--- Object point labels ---
* START *

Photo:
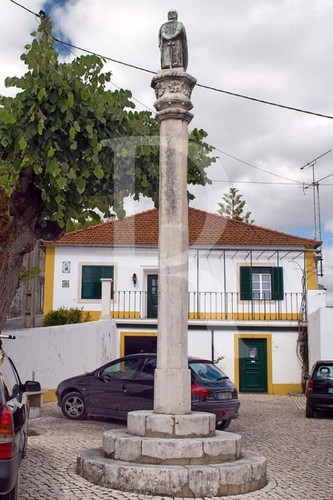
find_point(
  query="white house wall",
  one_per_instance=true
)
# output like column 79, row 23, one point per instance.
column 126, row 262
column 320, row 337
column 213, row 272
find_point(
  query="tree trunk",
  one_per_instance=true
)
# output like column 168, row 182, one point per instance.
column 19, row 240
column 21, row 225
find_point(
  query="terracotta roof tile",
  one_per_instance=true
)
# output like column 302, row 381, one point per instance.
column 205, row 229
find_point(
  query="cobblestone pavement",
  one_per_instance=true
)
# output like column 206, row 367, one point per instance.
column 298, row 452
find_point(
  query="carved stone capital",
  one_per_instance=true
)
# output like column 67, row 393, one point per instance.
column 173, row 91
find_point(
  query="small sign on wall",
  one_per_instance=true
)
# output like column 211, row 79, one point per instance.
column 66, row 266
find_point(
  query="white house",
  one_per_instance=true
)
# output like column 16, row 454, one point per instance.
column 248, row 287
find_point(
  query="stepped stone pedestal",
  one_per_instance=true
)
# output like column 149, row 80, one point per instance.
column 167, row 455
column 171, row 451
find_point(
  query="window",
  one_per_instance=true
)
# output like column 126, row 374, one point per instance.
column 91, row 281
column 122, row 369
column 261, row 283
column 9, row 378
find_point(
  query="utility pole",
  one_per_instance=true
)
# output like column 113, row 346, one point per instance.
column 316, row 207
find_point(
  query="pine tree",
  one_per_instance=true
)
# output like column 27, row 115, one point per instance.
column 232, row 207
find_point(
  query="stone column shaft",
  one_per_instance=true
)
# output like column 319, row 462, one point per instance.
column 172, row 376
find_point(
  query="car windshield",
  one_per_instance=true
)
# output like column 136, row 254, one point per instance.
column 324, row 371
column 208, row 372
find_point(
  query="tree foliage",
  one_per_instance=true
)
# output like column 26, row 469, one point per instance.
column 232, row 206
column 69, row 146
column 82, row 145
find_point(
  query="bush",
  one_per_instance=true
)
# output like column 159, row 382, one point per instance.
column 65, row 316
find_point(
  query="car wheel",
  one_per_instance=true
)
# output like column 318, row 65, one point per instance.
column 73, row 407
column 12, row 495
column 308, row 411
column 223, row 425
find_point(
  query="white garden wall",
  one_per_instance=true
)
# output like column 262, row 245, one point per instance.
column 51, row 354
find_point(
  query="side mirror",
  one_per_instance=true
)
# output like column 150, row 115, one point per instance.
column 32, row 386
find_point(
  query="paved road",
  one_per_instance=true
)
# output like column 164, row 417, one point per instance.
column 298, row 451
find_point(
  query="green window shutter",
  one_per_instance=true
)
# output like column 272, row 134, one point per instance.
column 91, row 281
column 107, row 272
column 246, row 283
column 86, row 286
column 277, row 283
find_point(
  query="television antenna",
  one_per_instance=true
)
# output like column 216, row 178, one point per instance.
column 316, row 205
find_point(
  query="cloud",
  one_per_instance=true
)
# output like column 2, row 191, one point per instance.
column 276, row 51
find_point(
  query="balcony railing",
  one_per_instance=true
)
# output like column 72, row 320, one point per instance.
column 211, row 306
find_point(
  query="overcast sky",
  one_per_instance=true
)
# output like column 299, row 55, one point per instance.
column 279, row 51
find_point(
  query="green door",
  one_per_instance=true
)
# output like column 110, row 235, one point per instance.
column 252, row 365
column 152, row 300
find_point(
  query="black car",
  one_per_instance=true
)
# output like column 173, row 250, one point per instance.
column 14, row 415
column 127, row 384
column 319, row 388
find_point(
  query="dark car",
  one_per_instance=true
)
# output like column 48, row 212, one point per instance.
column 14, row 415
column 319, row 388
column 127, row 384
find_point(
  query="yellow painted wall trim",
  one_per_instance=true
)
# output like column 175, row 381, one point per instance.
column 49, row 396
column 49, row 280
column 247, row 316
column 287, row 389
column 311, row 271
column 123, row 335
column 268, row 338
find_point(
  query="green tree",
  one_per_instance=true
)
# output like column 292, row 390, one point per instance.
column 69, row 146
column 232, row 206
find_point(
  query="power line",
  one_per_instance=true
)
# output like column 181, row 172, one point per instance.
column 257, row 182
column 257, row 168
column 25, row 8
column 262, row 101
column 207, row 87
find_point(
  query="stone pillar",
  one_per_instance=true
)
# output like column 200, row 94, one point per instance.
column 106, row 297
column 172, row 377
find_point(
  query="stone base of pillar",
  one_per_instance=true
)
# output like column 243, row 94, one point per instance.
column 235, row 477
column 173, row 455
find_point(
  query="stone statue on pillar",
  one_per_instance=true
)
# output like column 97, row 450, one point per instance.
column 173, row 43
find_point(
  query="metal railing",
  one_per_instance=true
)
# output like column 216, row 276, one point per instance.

* END *

--- Stated task ---
Reproduce the listing above exactly, excluding all pictures.

--- Response ---
Photo:
find_point(
  query="white house wall",
  one_per_instance=true
)
# output like column 79, row 23, one point per instance.
column 126, row 262
column 320, row 337
column 213, row 272
find_point(
  query="tree trunk",
  one_per_instance=true
)
# output like column 168, row 182, one point per instance.
column 19, row 240
column 21, row 225
find_point(
  query="terracotta roof tile",
  one_per_instance=true
)
# output like column 302, row 381, one point per instance.
column 205, row 229
find_point(
  query="cobblestone pavement",
  one_per_instance=true
)
# output like column 206, row 367, one point per instance.
column 298, row 452
find_point(
  query="carved stone capital",
  one_per_instance=true
)
# output like column 67, row 393, one point per instance.
column 173, row 91
find_point(
  query="small sign on wall",
  one_per_instance=true
)
# output like column 211, row 79, one point per instance.
column 66, row 266
find_point(
  query="white house",
  one_per_instance=true
)
# output like column 16, row 454, one point per instance.
column 248, row 287
find_point(
  query="stepped stone pedestal",
  one_per_instance=true
)
# output like column 149, row 80, one point per instance.
column 167, row 455
column 171, row 451
find_point(
  query="window",
  one_per_instance=true
)
# output like column 126, row 374, one point per instance.
column 91, row 281
column 122, row 369
column 261, row 283
column 9, row 378
find_point(
  query="utility pole",
  one_per_instance=true
)
# output like column 113, row 346, one point per instance.
column 316, row 207
find_point(
  query="pine tree",
  one_per_instance=true
)
# output like column 27, row 115, one point per instance.
column 232, row 207
find_point(
  query="stone column shaft",
  one_per_instance=true
)
# output like column 319, row 462, one point per instance.
column 172, row 376
find_point(
  query="car windshield",
  one_per_instance=true
)
# output like column 136, row 254, one point per instance.
column 324, row 371
column 208, row 372
find_point(
  query="tree foliage",
  one_per_instance=true
)
# output like column 26, row 469, one point per instance.
column 232, row 206
column 69, row 146
column 82, row 145
find_point(
  query="bush",
  one_per_instance=true
)
# output like column 159, row 382, one point per instance.
column 65, row 316
find_point(
  query="car wheel",
  one_per_instance=true
)
# output like column 318, row 65, one point per instance.
column 73, row 407
column 12, row 495
column 308, row 411
column 223, row 425
find_point(
  query="white garden wall",
  one_per_instance=true
)
# output like column 262, row 245, one point per instance.
column 51, row 354
find_point(
  query="side mirror",
  one_per_instance=true
)
# output like column 150, row 115, one point per instance.
column 32, row 386
find_point(
  query="paved road",
  one_per_instance=true
)
# output like column 164, row 417, one point per instance.
column 298, row 451
find_point(
  query="green window shutter",
  one_per_instance=true
)
# output like column 272, row 134, one point per instance.
column 91, row 281
column 107, row 272
column 246, row 283
column 86, row 286
column 277, row 283
find_point(
  query="television antenna",
  one_per_instance=true
)
# output like column 216, row 178, one point per instance.
column 316, row 205
find_point(
  query="cloud",
  one_per_instance=true
)
# output like column 2, row 191, one point per instance.
column 276, row 51
find_point(
  query="balcony railing",
  one_per_instance=true
)
# output like column 72, row 320, one point per instance.
column 211, row 306
find_point(
  query="overcast sky",
  one_per_instance=true
)
# output like column 299, row 55, one point per instance.
column 279, row 51
find_point(
  query="green door",
  one_per_instance=true
)
# output like column 110, row 235, one point per instance.
column 252, row 365
column 152, row 300
find_point(
  query="black car",
  one_per_instance=true
)
# output like column 173, row 250, one point per instance.
column 14, row 415
column 127, row 384
column 319, row 388
find_point(
  query="dark car",
  one_per_instance=true
)
# output like column 48, row 212, one point per instance.
column 14, row 415
column 319, row 388
column 127, row 384
find_point(
  query="yellow painted wall trim",
  one_per_instance=true
)
# output like column 175, row 381, one point per instance.
column 49, row 396
column 49, row 280
column 247, row 316
column 287, row 389
column 311, row 271
column 123, row 335
column 268, row 338
find_point(
  query="green tree",
  one_per_instance=true
)
# output like column 292, row 390, one point per instance.
column 69, row 146
column 232, row 206
find_point(
  query="power line",
  one_per_instance=true
)
# output like column 181, row 172, one point per instance.
column 257, row 182
column 257, row 168
column 25, row 8
column 262, row 101
column 207, row 87
find_point(
  query="stone pillar",
  one_per_instance=true
)
# output like column 200, row 94, one point per instance.
column 106, row 297
column 172, row 377
find_point(
  query="stone base of pillar",
  one_per_instance=true
)
# output like column 243, row 94, one point per instance.
column 235, row 477
column 173, row 455
find_point(
  query="stone statue on pillar",
  one_per_instance=true
)
# output like column 97, row 450, one point per instance.
column 173, row 43
find_point(
  query="metal railing",
  one_per_instance=true
)
# output like column 216, row 276, one point per instance.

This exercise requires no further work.